In the article below on manufacturing mergers and acquisitions, by what percentage did the median sale price rise over the previous year?

··· Passage for review

Despite a decline in M&A activity overall during 2023, there have been several bright spots. In particular, there has been a resurgence in interest by buyers looking to acquire manufacturing businesses in the U.S. This, in turn, has pushed average valuations higher compared to 2022.
But what factors are driving buyer interest in manufacturing over, say, retailing which has seen a marked slump by comparison?
An uptick in manufacturing M&A
BizBuySell’s Insight Report – which tracks deal activity in the middle market – noted a 13% year-over-year increase in deal activity in Q3 following an eye-opening 45% growth in Q2. Buyers were also willing to pay more, with the median sale price up 28% over the previous year and 36% over the previous quarter. Businesses ranging from lumber and wood products to medical devices remain in high demand.

Consumer spending has driven activity (but is short-term)
Certainly, part of the answer is the overall macroeconomic background. Manufacturing, particularly manufacturing of consumer goods, exists to meet the needs (and wants!) of Americans. Consumer demand increases when more Americans are in work, and since the pandemic, we have seen a sustained period of high employment. The U.S. unemployment rate stands at a measly 3.6%, with nonfarm payroll jobs increasing by 336,000 in September (U.S. Bureau of Labor Statistics.).
Consumer confidence has, however, started to show a pullback in spending, and industry commentators such as the Conference Board, anticipate a short and shallow economic contraction for the first half of 2024 (see here.) Manufacturers are already anticipating this. The Institute for Supply Chain Management’s latest survey found that the U.S. manufacturing sector continued its contraction trend but at a slower rate, recording its best performance since November 2022, when the PMI® also registered 49 percent. Companies are still managing outputs appropriately as order softness continues, but the month-over-month PMI® improvement in September is a clear positive.
This short-term outlook seems out of step with the spike in M&A activity over recent quarters.
Bigger, structural changes
Supply chain vulnerabilities exposed by the COVID-19 pandemic and more recently by geopolitical tension (e.g. Russia’s invasion of Ukraine, and escalating concerns about China) have, we would argue, been two large and more structured structural factors that have driven a resurgence in interest in manufacturing in the U.S. A third is the unprecedented investments facilitated by U.S. Federal Govt legislation, including the CHIPS Act and Inflation Reduction Act.
As a result of these three factors (and likely others), we have seen significant reshoring and nearshoring of manufacturing capacity. The Reshoring Initiative tracked 210,495 jobs announced as having been returned to the U.S. in 2022 (see report here). The desire to reduce reliance on foreign manufacturing, particularly in China, and bring production closer to home has almost certainly fueled M&A activity.

······
··· Data to examine

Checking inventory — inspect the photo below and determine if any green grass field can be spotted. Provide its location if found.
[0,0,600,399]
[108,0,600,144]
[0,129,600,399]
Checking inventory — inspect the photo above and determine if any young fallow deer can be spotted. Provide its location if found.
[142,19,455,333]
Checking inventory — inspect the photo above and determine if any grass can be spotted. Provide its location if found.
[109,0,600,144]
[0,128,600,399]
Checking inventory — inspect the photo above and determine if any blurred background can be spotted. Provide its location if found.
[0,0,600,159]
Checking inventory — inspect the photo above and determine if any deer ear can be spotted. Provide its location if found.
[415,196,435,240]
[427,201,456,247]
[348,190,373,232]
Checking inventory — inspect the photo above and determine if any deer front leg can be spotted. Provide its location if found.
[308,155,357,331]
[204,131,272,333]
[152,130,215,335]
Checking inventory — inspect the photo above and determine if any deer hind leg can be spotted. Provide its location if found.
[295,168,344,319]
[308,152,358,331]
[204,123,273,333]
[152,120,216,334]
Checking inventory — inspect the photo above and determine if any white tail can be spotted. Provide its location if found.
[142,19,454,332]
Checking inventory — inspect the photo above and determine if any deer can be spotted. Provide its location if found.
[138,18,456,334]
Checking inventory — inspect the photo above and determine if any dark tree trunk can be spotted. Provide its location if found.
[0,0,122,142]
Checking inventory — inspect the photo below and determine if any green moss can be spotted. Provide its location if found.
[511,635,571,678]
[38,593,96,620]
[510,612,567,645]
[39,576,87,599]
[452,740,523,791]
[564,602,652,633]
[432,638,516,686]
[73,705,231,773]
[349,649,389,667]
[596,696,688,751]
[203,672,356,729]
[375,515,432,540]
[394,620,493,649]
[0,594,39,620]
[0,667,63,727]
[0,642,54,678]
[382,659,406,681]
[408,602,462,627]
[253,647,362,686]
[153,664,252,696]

······
··· Data to examine

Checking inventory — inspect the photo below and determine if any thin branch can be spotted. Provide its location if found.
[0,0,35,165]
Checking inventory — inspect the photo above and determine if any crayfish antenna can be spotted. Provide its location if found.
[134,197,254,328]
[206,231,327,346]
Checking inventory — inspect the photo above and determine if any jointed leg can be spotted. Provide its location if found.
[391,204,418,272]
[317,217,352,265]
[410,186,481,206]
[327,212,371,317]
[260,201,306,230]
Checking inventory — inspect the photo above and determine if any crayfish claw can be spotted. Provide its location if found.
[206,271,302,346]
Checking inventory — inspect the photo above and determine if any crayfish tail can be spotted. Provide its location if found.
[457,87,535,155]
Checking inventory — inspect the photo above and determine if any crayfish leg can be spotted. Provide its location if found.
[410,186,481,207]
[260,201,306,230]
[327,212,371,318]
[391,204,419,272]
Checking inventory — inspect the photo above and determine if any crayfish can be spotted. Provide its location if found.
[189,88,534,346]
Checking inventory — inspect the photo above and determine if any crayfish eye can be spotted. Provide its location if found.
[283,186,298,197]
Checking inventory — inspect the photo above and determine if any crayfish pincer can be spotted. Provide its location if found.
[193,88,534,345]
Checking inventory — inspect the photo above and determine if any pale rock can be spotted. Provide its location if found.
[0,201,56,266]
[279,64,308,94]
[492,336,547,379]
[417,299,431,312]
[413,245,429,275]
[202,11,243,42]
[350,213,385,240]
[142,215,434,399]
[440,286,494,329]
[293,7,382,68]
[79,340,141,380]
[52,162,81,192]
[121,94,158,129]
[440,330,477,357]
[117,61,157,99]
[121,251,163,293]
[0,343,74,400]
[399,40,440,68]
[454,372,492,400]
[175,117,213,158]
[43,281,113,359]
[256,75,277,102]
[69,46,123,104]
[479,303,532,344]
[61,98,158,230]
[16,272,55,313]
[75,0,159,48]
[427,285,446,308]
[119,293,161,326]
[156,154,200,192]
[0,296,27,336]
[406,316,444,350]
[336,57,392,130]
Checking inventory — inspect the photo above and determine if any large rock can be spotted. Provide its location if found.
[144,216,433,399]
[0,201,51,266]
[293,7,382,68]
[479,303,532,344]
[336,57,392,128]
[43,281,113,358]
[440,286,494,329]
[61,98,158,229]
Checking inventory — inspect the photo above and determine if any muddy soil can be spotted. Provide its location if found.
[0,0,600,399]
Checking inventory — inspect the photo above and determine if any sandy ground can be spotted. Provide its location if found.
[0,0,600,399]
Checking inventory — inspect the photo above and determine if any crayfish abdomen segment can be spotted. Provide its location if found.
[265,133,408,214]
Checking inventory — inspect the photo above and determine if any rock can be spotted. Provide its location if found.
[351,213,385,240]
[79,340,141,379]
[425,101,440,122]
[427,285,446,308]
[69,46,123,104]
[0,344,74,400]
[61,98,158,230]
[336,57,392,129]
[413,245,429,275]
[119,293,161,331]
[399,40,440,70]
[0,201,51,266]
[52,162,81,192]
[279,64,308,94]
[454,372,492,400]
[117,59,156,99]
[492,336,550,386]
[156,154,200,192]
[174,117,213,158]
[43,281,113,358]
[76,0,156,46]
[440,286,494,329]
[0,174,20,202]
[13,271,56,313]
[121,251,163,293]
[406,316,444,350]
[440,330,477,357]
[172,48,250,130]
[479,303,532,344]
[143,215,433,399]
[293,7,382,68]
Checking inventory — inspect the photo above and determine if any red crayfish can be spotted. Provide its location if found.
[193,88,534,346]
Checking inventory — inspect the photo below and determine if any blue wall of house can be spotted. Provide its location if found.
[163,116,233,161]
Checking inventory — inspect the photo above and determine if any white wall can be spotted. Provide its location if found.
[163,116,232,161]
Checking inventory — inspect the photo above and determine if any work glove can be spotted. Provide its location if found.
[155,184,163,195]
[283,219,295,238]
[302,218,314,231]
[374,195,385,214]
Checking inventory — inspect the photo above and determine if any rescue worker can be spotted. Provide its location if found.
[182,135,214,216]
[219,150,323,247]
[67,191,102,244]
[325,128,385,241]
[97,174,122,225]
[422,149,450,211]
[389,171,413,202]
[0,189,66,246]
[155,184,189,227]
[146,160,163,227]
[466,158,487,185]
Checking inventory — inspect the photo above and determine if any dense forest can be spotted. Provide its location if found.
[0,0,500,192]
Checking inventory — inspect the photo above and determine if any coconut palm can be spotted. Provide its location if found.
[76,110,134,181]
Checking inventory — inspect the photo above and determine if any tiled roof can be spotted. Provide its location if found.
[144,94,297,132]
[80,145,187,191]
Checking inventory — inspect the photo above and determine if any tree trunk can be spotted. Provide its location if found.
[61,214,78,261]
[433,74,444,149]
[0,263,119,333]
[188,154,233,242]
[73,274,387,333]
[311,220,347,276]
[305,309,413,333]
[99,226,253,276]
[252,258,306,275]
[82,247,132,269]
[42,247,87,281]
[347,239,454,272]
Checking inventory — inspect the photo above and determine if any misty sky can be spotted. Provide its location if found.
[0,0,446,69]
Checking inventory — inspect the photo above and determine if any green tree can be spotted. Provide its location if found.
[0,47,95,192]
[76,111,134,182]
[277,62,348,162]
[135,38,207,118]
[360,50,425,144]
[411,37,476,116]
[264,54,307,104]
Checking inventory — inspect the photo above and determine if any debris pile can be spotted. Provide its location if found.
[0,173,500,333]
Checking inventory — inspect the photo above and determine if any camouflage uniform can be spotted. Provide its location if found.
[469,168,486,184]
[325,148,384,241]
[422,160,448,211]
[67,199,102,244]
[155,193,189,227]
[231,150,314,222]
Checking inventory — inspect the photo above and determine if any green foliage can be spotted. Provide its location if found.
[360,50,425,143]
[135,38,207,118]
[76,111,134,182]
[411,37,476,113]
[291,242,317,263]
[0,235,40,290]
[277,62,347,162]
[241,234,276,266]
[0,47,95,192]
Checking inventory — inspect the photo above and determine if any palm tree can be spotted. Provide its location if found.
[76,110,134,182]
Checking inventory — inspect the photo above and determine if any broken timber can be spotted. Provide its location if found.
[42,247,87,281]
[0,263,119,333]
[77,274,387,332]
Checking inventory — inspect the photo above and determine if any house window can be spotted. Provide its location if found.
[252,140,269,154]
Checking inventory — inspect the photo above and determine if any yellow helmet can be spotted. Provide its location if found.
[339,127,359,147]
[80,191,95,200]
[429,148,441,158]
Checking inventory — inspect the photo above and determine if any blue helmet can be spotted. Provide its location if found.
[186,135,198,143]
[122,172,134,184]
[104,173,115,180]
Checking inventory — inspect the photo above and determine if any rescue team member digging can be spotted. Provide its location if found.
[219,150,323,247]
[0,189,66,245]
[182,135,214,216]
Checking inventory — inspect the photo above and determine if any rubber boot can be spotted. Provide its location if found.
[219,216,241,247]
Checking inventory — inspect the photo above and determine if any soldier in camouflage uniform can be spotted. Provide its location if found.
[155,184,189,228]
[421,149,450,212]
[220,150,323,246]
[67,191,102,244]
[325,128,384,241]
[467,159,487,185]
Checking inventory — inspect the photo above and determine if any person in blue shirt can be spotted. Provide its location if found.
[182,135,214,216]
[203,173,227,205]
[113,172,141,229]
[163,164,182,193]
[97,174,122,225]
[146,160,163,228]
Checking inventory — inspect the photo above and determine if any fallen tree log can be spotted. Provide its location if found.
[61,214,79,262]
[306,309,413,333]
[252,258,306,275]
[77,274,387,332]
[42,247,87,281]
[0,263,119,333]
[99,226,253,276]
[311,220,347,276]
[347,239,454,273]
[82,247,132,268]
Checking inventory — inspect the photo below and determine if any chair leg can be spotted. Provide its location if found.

······

● **Your solution**
28%